--- PAGE TEXT Enclosed Below ---

The consumers are high school
seniors and college students. The place is Columbus, Ohio a place that is long
time considered typical of American families that even products have been tested
there for surveys on products used by typical families. Somehow they don’t look
like junkies but they are and most don’t realize it until they find their kid
dead in their bedroom still with the needle stuck in their arm. They start with
weed then better weed, Vicodin or OxyContin and heroin for that ultimate high
or death. Happiness can be a six on a scale of 1 to ten but heroin brings you
up to a 26. So, the kids quickly go from smoking it at parties to shooting it
up at home.
Some legal opiates are as powerful
as heroin and many get hooked on heroin through the prescription drug route.
Their excuse is that it is a small town and there is nothing else to do. It is
their way to have fun. It has become the worst drug epidemic in this lifetime. There
is no place in Ohio where you can’t get heroin delivered o you within 20
minutes. Some say that heroin is easier to get than cocaine. Department store
parking lots will always have a dealer. The Mexican heroin can be cheap about
$10 a hit or less. Some of it is cut with other drugs that make it even more
powerful and deadly. The newest trend is to press the heroin to look like a
pill. Heroin has lost its stigma as a poisonous back alley drug.

--- End of Enclosed PAGE TEXT ---
--- DATA PROVIDED Enclosed Below ---

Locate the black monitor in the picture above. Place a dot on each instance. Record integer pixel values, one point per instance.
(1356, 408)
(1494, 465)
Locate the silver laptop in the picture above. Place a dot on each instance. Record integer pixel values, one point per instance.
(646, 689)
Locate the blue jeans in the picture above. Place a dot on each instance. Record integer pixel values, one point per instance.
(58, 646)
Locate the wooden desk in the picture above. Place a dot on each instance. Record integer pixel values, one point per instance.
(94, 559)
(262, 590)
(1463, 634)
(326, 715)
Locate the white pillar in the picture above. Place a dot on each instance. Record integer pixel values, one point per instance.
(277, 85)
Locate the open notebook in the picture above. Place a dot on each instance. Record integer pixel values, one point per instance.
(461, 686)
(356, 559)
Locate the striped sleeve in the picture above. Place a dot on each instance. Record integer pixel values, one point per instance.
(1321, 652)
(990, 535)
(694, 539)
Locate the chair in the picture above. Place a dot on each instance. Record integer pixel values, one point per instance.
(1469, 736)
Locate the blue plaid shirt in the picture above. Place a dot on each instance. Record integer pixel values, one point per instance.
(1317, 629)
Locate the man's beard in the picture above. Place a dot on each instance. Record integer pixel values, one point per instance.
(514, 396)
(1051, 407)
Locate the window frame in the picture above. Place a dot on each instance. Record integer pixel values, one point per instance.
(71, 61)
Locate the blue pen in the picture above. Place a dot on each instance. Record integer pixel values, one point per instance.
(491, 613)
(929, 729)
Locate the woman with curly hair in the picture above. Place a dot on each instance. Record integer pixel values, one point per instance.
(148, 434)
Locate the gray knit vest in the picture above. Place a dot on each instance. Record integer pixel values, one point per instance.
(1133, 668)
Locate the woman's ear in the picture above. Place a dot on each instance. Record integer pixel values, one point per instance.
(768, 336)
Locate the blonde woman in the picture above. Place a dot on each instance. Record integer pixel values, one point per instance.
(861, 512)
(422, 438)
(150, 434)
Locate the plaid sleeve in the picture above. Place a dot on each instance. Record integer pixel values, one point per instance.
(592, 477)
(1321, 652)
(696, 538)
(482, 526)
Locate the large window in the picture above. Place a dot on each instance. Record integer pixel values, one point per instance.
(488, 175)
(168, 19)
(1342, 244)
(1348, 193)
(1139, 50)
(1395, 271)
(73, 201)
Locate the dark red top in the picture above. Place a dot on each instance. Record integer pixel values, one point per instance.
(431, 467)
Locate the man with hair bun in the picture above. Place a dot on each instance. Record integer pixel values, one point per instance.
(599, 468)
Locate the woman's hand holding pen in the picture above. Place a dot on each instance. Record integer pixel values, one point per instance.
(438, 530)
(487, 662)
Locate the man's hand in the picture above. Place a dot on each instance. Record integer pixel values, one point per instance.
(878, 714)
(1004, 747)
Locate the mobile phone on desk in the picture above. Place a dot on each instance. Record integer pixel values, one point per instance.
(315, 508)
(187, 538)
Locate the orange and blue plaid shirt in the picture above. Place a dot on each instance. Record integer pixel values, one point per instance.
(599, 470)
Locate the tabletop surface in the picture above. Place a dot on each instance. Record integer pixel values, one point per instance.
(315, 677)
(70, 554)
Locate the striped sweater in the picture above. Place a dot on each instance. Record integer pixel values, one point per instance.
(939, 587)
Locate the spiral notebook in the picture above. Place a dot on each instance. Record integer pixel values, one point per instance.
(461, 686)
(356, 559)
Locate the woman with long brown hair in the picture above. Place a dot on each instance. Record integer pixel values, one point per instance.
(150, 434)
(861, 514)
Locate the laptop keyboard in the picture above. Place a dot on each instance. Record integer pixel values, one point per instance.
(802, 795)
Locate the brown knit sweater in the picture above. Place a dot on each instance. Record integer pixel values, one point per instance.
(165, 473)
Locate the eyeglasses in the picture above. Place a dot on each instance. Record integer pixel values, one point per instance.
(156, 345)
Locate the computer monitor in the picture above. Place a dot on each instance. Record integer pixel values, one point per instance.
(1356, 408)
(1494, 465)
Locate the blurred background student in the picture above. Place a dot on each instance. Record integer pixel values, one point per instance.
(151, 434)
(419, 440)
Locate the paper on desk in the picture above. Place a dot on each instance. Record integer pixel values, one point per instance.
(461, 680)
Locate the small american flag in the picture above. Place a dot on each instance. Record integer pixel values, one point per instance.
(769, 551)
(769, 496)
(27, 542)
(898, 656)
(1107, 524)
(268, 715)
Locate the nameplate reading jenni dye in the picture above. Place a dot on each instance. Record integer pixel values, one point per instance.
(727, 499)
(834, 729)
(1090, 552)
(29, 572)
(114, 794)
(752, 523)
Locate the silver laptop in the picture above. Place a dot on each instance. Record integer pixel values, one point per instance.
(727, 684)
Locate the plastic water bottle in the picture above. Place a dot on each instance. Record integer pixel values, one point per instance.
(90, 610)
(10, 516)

--- End of Enclosed DATA PROVIDED ---

ACTIVITY 1: In the text on heroin use in Columbus, Ohio, how much can a hit of Mexican heroin cost?
ACTIVITY 2: Pick up the text on heroin use in Columbus, Ohio, after its final sentence and keep writing it.

OUTPUT 1: About $10 a hit or less.

OUTPUT 2:
It is easy for kids to sell their
excess pills since they are a popular recreational drug. It is in so much
demand in high schools and colleges that one pill can go for as much as $80
dollars. It is impossible to overcome the urges for more heroin. Even after rehabilitation
sessions the drug urges can call you again. The hardest part for the parents is
to have lost their child to heroin after sending the kid to rehab. The medical
field must bear some responsibility for this heroin epidemic. Doctors
overprescribe pain medication such as OxyContin. Last year ¾ of a billion pain
pills were prescribed by doctors in Ohio.
That represents nearly 65 pills for every man, woman and child in the
state.
Parents have to notice when there
are missing spoons. It is not because there are lots of cereal bowls in their
kid’s rooms. It is for their drug habits. The stigma and pain is compounding
the epidemic. Today heroin overdoses take the lives of at least 23 people every
week in Ohio. Many deaths go unreported.